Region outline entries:
<<<<

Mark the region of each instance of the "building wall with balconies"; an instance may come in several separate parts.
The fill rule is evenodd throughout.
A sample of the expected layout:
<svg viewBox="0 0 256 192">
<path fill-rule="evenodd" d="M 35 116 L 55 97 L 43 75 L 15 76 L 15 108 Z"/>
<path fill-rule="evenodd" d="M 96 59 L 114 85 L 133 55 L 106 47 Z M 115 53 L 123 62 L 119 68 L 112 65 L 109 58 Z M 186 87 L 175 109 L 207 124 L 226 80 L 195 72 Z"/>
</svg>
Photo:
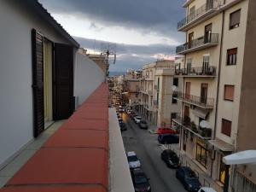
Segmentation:
<svg viewBox="0 0 256 192">
<path fill-rule="evenodd" d="M 227 9 L 224 14 L 216 137 L 233 145 L 236 145 L 238 129 L 247 6 L 247 1 L 242 1 Z M 230 15 L 240 9 L 240 26 L 239 27 L 230 30 Z M 233 48 L 237 48 L 236 64 L 227 66 L 227 50 Z M 225 84 L 235 85 L 233 102 L 225 101 L 224 99 Z M 222 133 L 222 119 L 228 119 L 232 122 L 230 137 Z"/>
</svg>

>>>>

Find each line in the rows above that contains the string "rule", and copy those lines out.

The fill rule is evenodd throughout.
<path fill-rule="evenodd" d="M 35 116 L 55 97 L 43 75 L 15 76 L 15 108 Z"/>
<path fill-rule="evenodd" d="M 96 59 L 114 85 L 133 55 L 106 47 Z M 115 53 L 123 62 L 119 68 L 112 65 L 109 58 Z M 186 87 L 175 109 L 207 124 L 226 80 L 195 72 Z"/>
<path fill-rule="evenodd" d="M 227 9 L 224 14 L 216 137 L 233 145 L 236 145 L 238 129 L 247 6 L 247 1 L 242 1 Z M 230 15 L 240 9 L 240 26 L 239 27 L 230 30 Z M 233 48 L 237 48 L 236 64 L 227 66 L 227 50 Z M 225 84 L 235 85 L 233 102 L 225 101 L 224 99 Z M 222 133 L 222 119 L 228 119 L 232 122 L 230 137 Z"/>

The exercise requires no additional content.